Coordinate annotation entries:
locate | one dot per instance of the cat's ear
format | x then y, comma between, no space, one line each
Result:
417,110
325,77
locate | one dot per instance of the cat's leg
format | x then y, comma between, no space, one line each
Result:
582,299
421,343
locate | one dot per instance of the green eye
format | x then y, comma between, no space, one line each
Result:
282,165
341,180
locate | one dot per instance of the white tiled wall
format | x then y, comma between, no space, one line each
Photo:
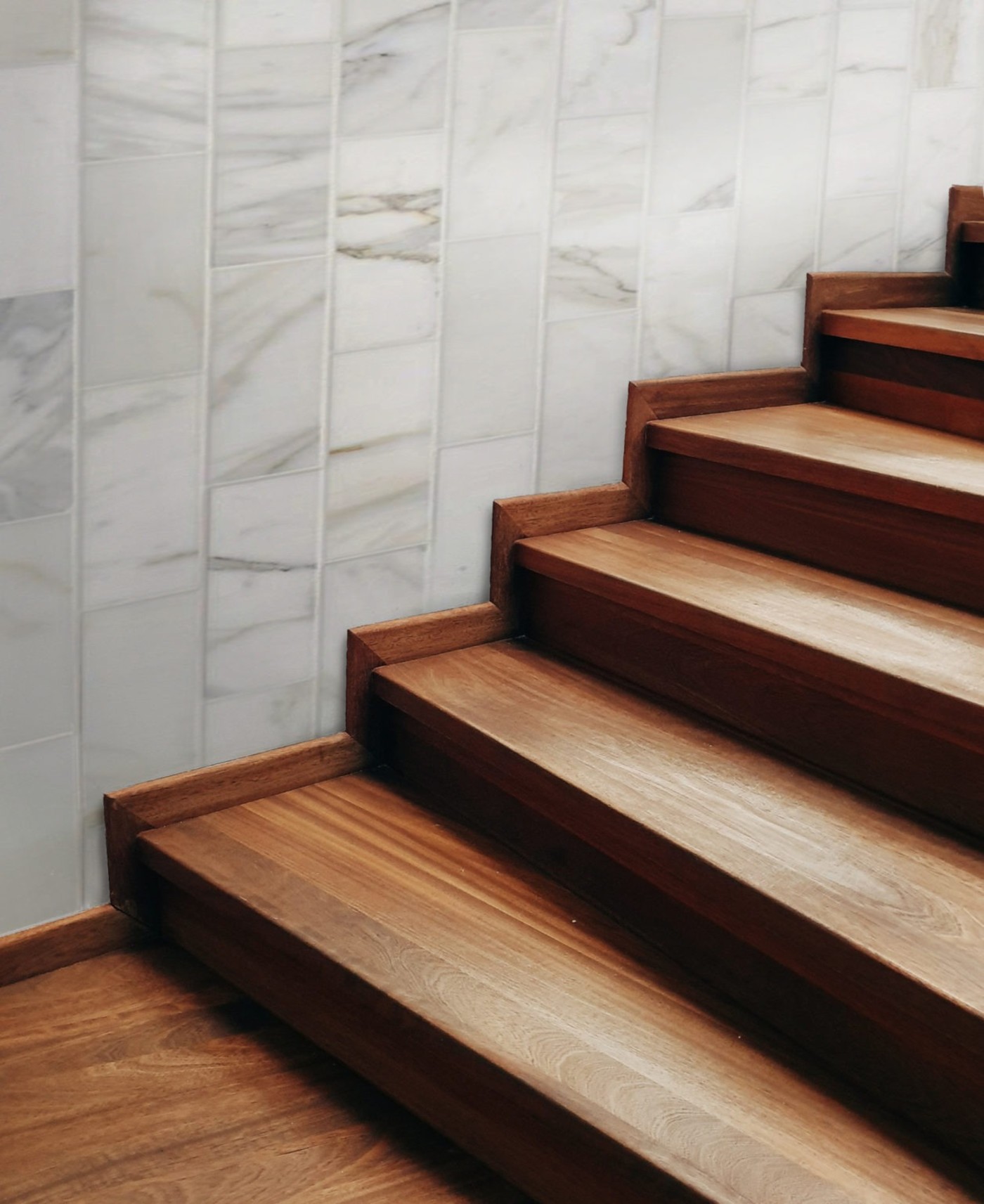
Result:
290,289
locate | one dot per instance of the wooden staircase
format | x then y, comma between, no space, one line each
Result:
660,876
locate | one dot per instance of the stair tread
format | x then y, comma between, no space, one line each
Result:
909,658
908,898
942,330
839,448
543,988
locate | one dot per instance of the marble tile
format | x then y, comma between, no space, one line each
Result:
268,329
687,293
699,105
40,862
242,724
141,689
501,136
35,405
489,349
261,577
470,478
35,630
492,13
394,65
791,45
388,239
37,30
768,331
275,22
609,57
950,44
370,589
381,439
870,101
39,180
140,489
942,148
588,366
273,153
859,234
599,181
781,180
143,275
146,77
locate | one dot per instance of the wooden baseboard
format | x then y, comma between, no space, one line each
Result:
51,947
185,796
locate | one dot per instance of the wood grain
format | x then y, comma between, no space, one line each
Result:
200,791
141,1077
76,938
563,1050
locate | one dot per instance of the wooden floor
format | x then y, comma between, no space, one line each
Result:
140,1077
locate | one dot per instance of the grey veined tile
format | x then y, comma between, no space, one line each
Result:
35,405
273,153
146,77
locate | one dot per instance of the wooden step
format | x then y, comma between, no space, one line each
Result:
864,495
879,687
513,1015
756,872
921,365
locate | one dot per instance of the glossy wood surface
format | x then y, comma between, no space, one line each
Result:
141,1077
636,1084
76,938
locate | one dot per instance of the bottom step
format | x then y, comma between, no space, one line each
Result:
516,1018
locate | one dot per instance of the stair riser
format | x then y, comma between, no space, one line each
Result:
507,1125
907,1068
941,391
928,554
754,696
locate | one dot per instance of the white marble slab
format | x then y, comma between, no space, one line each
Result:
37,666
141,685
687,293
370,589
388,240
871,89
244,724
781,180
143,272
261,578
37,30
768,331
943,136
599,186
859,234
609,57
268,327
501,136
700,88
492,13
394,65
276,22
273,111
40,862
140,489
588,366
39,180
470,478
791,47
489,351
146,77
35,405
381,437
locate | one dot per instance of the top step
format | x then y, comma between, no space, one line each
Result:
942,331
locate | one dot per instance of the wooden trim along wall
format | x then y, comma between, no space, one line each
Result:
50,947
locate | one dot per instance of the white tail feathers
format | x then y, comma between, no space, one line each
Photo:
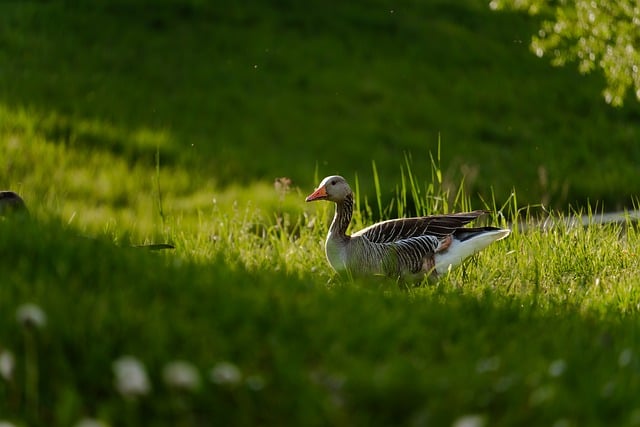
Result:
461,250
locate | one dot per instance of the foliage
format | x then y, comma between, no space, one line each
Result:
236,96
602,34
539,328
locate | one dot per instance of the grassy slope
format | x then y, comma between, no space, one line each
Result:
540,328
312,86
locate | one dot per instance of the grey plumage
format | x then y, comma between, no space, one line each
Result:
407,247
12,205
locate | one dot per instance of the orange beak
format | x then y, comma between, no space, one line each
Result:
319,194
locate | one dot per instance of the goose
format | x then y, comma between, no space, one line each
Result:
407,248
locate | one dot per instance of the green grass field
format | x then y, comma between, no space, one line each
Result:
131,122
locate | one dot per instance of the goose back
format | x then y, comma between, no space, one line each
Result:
407,228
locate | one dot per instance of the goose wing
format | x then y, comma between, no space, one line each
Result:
408,228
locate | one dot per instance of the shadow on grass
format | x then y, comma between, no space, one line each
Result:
344,355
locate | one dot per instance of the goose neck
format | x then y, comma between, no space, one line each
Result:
342,218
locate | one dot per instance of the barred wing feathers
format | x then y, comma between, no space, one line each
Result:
408,228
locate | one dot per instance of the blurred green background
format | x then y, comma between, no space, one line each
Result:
244,92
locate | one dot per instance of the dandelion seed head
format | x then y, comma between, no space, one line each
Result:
31,315
131,377
226,373
181,375
255,382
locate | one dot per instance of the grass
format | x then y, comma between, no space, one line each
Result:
159,128
313,87
540,328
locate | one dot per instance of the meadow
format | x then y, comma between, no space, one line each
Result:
123,124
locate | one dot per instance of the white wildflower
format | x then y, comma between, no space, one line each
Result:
130,377
625,357
471,420
91,422
226,373
255,382
31,315
7,365
181,375
557,367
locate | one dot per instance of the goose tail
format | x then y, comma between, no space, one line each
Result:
467,242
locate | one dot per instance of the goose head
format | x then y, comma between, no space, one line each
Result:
333,188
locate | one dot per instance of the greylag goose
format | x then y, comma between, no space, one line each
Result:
406,248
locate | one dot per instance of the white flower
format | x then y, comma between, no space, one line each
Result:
625,357
471,420
131,377
181,375
255,382
7,365
226,373
557,367
91,422
31,315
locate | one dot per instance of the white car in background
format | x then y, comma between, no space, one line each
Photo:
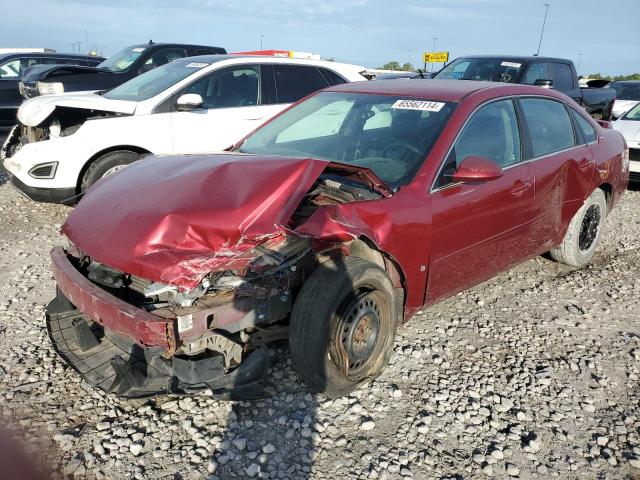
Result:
629,126
627,96
65,143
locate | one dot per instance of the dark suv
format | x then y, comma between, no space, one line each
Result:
12,67
115,70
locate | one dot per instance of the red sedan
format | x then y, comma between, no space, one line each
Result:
328,226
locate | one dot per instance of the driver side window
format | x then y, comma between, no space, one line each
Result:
230,87
492,132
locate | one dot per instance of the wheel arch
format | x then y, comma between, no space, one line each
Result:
94,157
365,248
607,188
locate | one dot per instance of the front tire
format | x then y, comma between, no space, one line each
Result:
106,165
584,233
343,326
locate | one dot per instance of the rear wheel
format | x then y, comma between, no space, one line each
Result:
343,326
583,235
106,165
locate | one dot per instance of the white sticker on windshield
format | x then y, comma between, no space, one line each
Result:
418,105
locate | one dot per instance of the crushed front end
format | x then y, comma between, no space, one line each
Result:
136,338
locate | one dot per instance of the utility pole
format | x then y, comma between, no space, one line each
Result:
579,62
434,51
543,23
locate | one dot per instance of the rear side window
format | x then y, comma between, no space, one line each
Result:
562,76
492,132
331,77
162,57
549,125
536,71
588,132
294,82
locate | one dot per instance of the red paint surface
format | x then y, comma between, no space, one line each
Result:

— WHAT YOU SHOULD DO —
Output the line that contains "locate | one dot per instance of the greylag" and every subsequent line through the end of the entries, exactly as given, without pictures.

— EXPECTED ANSWER —
locate | one dot per instance of the greylag goose
format | x then y, comma between, no space, one line each
Result:
406,248
locate | one dot per instance of the white flower
format | x then y, comma between, no space, one line each
Result:
625,357
471,420
131,377
181,375
255,382
7,365
226,373
557,367
91,422
31,315
locate | one dot per instance of the white car in background
format | x then y, comma between, no space, one line each
Photo:
Result:
629,126
627,96
65,143
locate | one dot per instance of the dark suv
format | x then y, comma between, no space, one line each
Result:
12,67
115,70
locate | one dot per instance of the red sedan
format | x then y, comma between, no space, one line each
Result:
328,226
locate | one dot per instance of the driver side window
format | x then y, comma between, no space, one line each
Result:
230,87
492,132
locate | one dot per instance of the wheel arch
format | x then y, comma between, no space, one line each
Result:
94,157
365,248
607,188
locate | one dot per instance of the front tire
format | x then y, comma between, no space, one line each
Result:
106,165
584,233
343,326
locate | one dot per instance of the rear wheel
format | x then y, comma between, no space, one line each
Result:
343,326
583,235
106,165
locate | one dot per instance of the white sticker on windshield
format | x then y, comma between, no space, one line each
Result:
418,105
locate | one dot per instance of the crushed front end
format | x then y, comma between, no space, one line each
Result:
136,338
locate | one dot per instance of the utility pole
format | x then y, comma between, no space, one line each
Result:
579,62
434,51
543,23
locate | one dot per instance of the rear side window
format | x then y, comma between, no space, one line each
Result:
562,76
492,132
331,77
162,57
549,125
536,71
588,132
294,82
locate | one dot per instance of the red paint surface
format | x then y, comma between, no space, one line each
Result:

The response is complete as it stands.